Coordinate annotation items:
** Start **

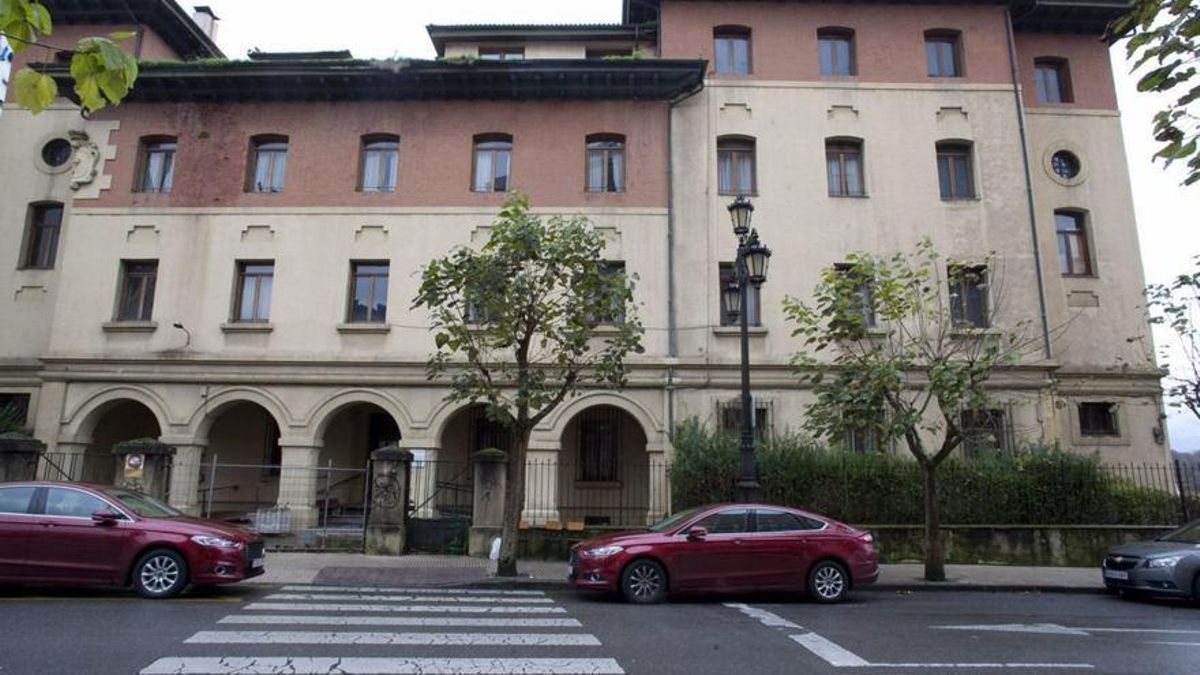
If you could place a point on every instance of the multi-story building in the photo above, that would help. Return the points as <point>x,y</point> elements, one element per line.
<point>226,261</point>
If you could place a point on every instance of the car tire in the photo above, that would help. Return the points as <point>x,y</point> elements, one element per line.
<point>643,581</point>
<point>161,573</point>
<point>828,583</point>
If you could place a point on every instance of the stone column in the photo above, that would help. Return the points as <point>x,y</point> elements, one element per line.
<point>487,512</point>
<point>388,520</point>
<point>298,485</point>
<point>144,465</point>
<point>19,455</point>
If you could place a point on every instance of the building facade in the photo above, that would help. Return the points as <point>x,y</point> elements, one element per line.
<point>226,261</point>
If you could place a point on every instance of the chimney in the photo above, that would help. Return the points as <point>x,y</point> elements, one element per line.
<point>208,21</point>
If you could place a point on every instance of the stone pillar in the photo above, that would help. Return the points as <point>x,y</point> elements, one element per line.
<point>487,512</point>
<point>298,485</point>
<point>388,520</point>
<point>541,488</point>
<point>19,455</point>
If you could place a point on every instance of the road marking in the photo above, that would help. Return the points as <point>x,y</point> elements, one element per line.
<point>406,598</point>
<point>267,619</point>
<point>277,665</point>
<point>323,638</point>
<point>406,608</point>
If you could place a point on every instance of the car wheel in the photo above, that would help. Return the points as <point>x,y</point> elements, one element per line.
<point>160,574</point>
<point>828,581</point>
<point>643,581</point>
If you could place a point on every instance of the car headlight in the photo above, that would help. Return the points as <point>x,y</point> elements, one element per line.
<point>1165,561</point>
<point>603,551</point>
<point>216,542</point>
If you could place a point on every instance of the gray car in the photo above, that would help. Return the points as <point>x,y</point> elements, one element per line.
<point>1168,566</point>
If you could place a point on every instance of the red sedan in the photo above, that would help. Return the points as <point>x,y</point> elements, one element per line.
<point>90,535</point>
<point>729,548</point>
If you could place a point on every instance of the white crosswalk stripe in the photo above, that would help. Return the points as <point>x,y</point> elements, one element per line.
<point>342,629</point>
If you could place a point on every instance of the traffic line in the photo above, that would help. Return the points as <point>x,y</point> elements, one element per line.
<point>306,620</point>
<point>406,608</point>
<point>333,638</point>
<point>363,665</point>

** End **

PROBLEM STATEMENT: Rewrite every item above as a numbered list with no blank lines, and leave the pictures out.

TASK RESPONSE:
1. If you could place a point on every instance of the multi-story building in the photo above, that would help. Return the points as <point>x,y</point> elements, one element per line.
2. <point>226,261</point>
3. If you could place a point on every instance of the car tire in the photo above, that would help. Return the points as <point>x,y</point> elements, one element per line.
4. <point>643,581</point>
5. <point>161,573</point>
6. <point>828,583</point>
7. If you could place a point on every instance of the stone column in the photo above, that would help. Return the points as <point>x,y</point> elements, one element per line.
8. <point>487,512</point>
9. <point>388,520</point>
10. <point>298,485</point>
11. <point>144,465</point>
12. <point>19,455</point>
13. If you could place a point on every instance of the building facade in the photo above, that would help. Return the points as <point>x,y</point> elements, one element per line.
14. <point>226,261</point>
15. If you could place a point on every instance of the chimney in the photo above, that would help. Return the points as <point>x,y</point> elements, one element per line.
16. <point>208,21</point>
17. If you could place a point on every instance of the stone pillar in the photo above, that would help. Return the points as <point>x,y</point> elements, one element per line.
18. <point>487,512</point>
19. <point>298,485</point>
20. <point>388,520</point>
21. <point>541,488</point>
22. <point>19,455</point>
23. If you could place a point on every instance of the road marking in the photo above, that would help. Return the points as <point>x,y</point> elements, one element per line.
24. <point>406,598</point>
25. <point>267,619</point>
26. <point>277,665</point>
27. <point>323,638</point>
28. <point>406,608</point>
29. If you could place a point on every instance of the car wheel in the photo above, that would help. Return the points as <point>x,y</point> elements, one element per line.
30. <point>160,574</point>
31. <point>828,581</point>
32. <point>643,581</point>
33. If you could place a point on every instance of the car headlight in the photo above, that would help. Return the points as <point>x,y</point> elements, one element per line.
34. <point>1165,561</point>
35. <point>603,551</point>
36. <point>216,542</point>
37. If you could place a point on every instance of the gray car in the photo above, that would help. Return the points as <point>x,y</point> elements, one element per line.
38. <point>1168,566</point>
39. If you could place a point on every instance of the red sedan in the photo above, that would help. Return the points as <point>x,y</point> elements, one element per line.
40. <point>90,535</point>
41. <point>729,548</point>
42. If you could place a point on every instance of the white crosswalk stripe in the photo above, that would help. Return the points as <point>x,y</point> elements, one element per line.
43. <point>342,629</point>
44. If you could place a point on every instance of the traffic line in the photo above, that would help. Return the points as <point>x,y</point> elements, one element per line.
45. <point>306,620</point>
46. <point>406,608</point>
47. <point>333,638</point>
48. <point>363,665</point>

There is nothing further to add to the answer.